BEGIN THE INPUT
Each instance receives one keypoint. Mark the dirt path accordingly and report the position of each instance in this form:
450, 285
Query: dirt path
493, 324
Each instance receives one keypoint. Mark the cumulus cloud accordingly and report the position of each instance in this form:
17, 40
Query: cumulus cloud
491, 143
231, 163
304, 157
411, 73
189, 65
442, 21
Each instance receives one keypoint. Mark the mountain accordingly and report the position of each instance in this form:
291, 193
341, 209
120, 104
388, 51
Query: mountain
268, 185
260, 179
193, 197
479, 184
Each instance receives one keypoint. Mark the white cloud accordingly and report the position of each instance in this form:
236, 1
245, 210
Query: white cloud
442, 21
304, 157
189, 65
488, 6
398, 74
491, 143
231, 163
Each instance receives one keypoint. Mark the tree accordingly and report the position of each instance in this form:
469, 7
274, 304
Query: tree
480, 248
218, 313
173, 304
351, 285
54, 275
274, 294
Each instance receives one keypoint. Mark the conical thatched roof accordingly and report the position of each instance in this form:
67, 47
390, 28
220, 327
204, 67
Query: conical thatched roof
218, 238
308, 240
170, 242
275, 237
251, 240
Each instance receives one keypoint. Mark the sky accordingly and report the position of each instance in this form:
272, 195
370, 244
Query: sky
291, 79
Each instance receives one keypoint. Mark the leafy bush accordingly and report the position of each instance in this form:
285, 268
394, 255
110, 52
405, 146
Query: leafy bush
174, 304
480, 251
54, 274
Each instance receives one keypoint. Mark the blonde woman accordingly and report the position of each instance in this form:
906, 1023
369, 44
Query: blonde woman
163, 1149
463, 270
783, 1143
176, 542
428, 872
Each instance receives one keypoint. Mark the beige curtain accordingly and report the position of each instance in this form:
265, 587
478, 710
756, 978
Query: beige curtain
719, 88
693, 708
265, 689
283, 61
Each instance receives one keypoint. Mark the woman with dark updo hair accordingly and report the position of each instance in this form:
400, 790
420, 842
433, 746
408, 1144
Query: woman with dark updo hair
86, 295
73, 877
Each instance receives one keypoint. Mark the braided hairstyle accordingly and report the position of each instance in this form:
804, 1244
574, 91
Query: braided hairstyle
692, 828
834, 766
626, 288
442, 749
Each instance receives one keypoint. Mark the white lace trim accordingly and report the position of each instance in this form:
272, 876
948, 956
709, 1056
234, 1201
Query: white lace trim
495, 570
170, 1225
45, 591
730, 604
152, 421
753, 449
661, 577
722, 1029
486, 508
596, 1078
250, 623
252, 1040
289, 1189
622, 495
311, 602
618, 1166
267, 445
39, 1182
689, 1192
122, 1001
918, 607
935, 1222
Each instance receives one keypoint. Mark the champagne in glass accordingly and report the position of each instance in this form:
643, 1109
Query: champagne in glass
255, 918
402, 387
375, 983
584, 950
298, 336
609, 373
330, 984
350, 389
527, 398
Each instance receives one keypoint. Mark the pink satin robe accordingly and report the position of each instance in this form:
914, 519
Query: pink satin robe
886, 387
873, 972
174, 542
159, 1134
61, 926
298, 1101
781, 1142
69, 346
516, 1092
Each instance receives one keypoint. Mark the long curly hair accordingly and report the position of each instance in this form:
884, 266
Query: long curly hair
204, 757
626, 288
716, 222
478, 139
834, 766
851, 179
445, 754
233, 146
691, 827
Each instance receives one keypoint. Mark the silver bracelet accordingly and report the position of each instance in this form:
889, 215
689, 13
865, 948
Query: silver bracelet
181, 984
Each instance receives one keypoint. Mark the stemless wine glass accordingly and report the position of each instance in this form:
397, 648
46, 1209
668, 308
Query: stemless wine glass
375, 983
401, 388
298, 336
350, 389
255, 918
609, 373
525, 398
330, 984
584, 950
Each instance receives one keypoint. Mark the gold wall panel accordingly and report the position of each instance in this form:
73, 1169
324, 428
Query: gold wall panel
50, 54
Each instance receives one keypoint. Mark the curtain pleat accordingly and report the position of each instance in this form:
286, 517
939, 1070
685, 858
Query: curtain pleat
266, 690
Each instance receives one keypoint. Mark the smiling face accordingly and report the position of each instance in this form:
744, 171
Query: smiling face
END THE INPUT
#### YOUR TASK:
Would you filter the records and copy each line that contains the word "face"?

#### TASK RESULT:
Each instance receives one keypoint. Mark the smiling face accordingly and report the position of each instance in this form:
Query: smiling face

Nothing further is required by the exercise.